What the exercise asks ->
Copy out, word for word, the lines of the listing below from the line with "roof it should pick up." up to and including the line with "[334,587,421,614]".

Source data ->
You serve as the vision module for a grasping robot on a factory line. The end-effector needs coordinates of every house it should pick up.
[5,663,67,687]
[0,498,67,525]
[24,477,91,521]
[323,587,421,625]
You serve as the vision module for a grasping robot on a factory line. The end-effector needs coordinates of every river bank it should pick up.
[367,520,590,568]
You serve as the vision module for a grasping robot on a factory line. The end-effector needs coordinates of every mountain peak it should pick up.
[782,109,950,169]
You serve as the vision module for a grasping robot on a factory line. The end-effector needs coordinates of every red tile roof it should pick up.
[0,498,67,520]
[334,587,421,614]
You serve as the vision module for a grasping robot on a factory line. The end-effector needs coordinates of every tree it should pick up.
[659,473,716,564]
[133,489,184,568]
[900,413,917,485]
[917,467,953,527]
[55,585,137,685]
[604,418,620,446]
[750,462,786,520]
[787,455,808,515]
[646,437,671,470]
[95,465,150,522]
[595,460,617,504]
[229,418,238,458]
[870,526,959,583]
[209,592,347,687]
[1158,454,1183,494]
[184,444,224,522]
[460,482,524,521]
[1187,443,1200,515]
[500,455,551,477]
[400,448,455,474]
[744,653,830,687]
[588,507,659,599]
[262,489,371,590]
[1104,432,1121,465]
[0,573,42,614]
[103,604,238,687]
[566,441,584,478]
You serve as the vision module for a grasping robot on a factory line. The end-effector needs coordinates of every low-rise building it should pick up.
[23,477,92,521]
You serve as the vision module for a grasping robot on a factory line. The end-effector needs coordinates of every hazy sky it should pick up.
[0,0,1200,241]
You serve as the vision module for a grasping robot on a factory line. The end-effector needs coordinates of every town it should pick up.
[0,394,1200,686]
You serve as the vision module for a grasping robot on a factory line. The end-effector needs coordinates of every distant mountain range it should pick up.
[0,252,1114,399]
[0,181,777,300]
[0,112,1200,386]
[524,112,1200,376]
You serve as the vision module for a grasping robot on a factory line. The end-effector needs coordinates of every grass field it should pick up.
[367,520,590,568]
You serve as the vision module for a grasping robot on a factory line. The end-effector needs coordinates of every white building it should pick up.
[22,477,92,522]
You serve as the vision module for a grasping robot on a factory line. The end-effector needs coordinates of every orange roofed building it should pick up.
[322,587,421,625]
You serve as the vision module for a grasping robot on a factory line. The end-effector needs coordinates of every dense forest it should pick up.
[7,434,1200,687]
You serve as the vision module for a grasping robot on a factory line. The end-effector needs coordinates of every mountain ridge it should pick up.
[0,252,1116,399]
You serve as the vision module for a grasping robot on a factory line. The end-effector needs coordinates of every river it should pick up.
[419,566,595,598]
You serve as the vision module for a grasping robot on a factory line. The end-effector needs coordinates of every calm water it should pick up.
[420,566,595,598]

Answer in full ->
You serve as the vision module for a grasping robot on a factory line. The end-effector needs coordinates of every red tile roof it should pick up.
[0,498,67,520]
[334,587,421,614]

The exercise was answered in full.